| EXERCISE TASK 1 |
From the post below on Barack Obama's Republican opponents, set down the passage that opens with the words containing "The Republican opponents" and closes with "the world, too.", keeping every word unchanged.

| PAGE |

The Republican opponents of Barack Obama

Mitt Romney, Republican front runner, fortunately (picture Jessica Rinaldi / Mitt Romney Media)

The presidential primaries are finally underway in the United States, with candidates competing for the right to be the Republican challenger to Barack Obama in November.  (Obama is unopposed as the Democrat nominee.)

Although Federal Union is a British organisation, it is firmly of the view that events in other countries are not necessarily foreign, and of nothing is this more true that the election of the American president.  The US is the world’s largest military power and its largest single national economy, which means that whatever the Americans do has a great impact on the rest of the world, too.

Four years ago, this blog was unfashionably sceptical of Barack Obama himself (read an analysis here), but possibly a wise judgement as it has turned out.  But what to make now of the Republican candidates traipsing through Iowa and New Hampshire and on to South Carolina and beyond?

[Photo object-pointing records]
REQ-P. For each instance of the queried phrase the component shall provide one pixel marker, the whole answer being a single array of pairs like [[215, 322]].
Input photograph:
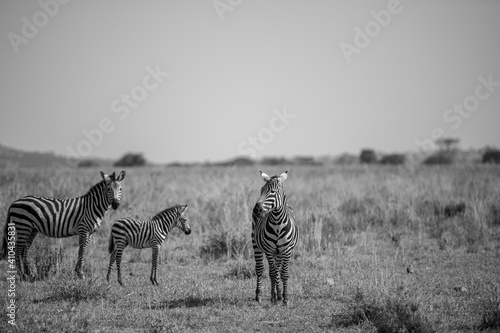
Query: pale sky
[[342, 75]]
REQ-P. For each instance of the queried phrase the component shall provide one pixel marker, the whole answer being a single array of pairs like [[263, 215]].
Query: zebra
[[58, 218], [144, 234], [274, 234]]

| EXERCISE TASK 2 |
Return each line of the listing above that holds the string "instance".

| COMPLETE OUTPUT 1 |
The Republican opponents of Barack Obama

Mitt Romney, Republican front runner, fortunately (picture Jessica Rinaldi / Mitt Romney Media)

The presidential primaries are finally underway in the United States, with candidates competing for the right to be the Republican challenger to Barack Obama in November.  (Obama is unopposed as the Democrat nominee.)

Although Federal Union is a British organisation, it is firmly of the view that events in other countries are not necessarily foreign, and of nothing is this more true that the election of the American president.  The US is the world’s largest military power and its largest single national economy, which means that whatever the Americans do has a great impact on the rest of the world, too.

| COMPLETE OUTPUT 2 |
REQ-P. For each instance of the queried phrase the component shall provide one pixel marker, the whole answer being a single array of pairs like [[215, 322]].
REQ-P. For each instance of the queried phrase the component shall provide one pixel marker, the whole answer being a single array of pairs like [[263, 215]].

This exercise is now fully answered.